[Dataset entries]
- - - - -
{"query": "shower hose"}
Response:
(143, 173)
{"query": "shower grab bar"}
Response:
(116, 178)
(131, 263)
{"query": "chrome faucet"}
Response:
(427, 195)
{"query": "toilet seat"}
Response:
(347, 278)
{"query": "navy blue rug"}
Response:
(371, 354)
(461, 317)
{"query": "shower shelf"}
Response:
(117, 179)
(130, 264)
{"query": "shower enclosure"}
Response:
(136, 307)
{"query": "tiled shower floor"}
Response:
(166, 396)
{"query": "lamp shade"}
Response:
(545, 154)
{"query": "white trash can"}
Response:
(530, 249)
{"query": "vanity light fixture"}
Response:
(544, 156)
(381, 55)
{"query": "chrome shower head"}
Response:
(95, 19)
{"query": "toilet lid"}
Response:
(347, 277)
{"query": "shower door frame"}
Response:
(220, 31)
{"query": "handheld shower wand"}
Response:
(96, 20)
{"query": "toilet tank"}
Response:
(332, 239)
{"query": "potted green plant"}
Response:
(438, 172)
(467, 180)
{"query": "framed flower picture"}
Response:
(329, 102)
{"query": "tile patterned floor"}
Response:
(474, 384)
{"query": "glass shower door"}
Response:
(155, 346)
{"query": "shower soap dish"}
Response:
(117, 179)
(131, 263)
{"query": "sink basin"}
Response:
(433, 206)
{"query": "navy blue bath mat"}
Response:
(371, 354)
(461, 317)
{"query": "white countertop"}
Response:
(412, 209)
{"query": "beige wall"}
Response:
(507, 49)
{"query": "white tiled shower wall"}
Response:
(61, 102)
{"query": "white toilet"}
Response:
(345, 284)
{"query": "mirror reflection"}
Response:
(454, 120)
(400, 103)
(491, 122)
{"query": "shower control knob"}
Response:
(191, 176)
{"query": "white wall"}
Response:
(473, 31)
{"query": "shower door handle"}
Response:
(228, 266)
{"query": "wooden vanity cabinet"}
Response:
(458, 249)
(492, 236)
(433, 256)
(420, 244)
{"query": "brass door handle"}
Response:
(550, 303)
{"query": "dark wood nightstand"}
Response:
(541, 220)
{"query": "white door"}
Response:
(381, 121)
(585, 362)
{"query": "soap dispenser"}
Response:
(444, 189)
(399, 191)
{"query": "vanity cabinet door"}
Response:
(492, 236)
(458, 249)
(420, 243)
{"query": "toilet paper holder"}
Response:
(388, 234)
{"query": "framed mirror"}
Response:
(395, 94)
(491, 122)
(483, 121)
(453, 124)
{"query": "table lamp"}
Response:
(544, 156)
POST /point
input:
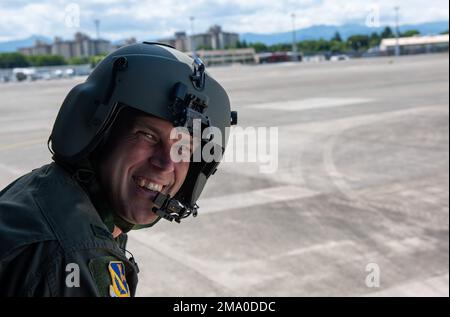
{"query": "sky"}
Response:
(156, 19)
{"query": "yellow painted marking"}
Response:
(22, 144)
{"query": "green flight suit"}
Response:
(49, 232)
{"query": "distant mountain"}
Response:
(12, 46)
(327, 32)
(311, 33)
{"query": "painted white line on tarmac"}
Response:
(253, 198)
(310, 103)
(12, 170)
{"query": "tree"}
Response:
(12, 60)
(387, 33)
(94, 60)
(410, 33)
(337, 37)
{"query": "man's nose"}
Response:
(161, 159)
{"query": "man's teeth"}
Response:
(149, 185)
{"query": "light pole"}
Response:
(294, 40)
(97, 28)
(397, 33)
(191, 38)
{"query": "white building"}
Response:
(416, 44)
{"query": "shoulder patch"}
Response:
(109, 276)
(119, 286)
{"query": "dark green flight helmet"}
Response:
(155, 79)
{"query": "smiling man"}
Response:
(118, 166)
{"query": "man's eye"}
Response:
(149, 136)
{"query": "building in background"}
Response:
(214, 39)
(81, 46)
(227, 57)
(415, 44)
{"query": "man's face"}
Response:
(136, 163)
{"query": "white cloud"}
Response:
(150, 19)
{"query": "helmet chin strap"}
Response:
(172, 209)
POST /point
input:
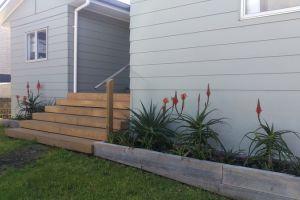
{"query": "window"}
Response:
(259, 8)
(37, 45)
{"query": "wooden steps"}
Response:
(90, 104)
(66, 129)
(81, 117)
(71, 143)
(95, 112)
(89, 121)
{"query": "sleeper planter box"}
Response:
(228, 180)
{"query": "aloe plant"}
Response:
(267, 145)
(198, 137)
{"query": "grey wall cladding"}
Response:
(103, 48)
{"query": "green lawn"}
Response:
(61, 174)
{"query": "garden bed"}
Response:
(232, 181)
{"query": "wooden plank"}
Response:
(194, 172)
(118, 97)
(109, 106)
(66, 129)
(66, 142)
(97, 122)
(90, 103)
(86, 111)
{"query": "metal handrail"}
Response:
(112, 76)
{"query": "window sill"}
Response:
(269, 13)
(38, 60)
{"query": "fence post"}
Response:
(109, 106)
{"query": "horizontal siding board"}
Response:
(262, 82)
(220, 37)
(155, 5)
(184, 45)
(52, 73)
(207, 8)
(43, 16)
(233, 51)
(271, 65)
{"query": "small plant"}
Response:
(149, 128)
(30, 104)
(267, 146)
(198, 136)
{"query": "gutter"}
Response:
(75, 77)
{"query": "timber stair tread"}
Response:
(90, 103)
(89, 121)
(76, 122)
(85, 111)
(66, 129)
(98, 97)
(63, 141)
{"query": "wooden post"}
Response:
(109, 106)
- - - - -
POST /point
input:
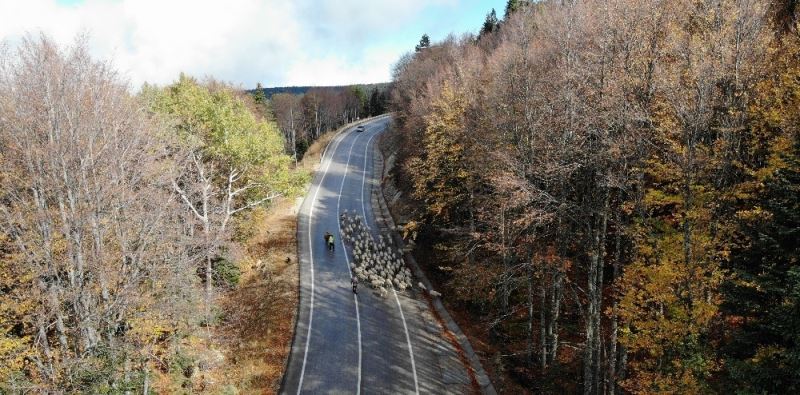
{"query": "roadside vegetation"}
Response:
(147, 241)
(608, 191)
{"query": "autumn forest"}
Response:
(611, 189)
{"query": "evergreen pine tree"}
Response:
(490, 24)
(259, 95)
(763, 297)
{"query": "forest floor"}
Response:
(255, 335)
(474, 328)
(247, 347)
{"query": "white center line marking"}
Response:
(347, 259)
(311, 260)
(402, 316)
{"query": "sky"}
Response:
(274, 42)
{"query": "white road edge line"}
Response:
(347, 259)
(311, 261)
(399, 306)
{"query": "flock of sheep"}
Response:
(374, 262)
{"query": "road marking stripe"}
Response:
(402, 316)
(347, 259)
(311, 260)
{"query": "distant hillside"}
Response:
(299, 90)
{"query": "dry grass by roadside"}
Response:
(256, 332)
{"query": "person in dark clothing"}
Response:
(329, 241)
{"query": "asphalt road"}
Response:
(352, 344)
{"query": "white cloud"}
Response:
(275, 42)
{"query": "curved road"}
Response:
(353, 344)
- - - - -
Please filter the entries for the word "helmet" and copy the lines that have it.

§ **Written answer**:
{"query": "dark green flight helmet"}
{"query": "helmet chin strap"}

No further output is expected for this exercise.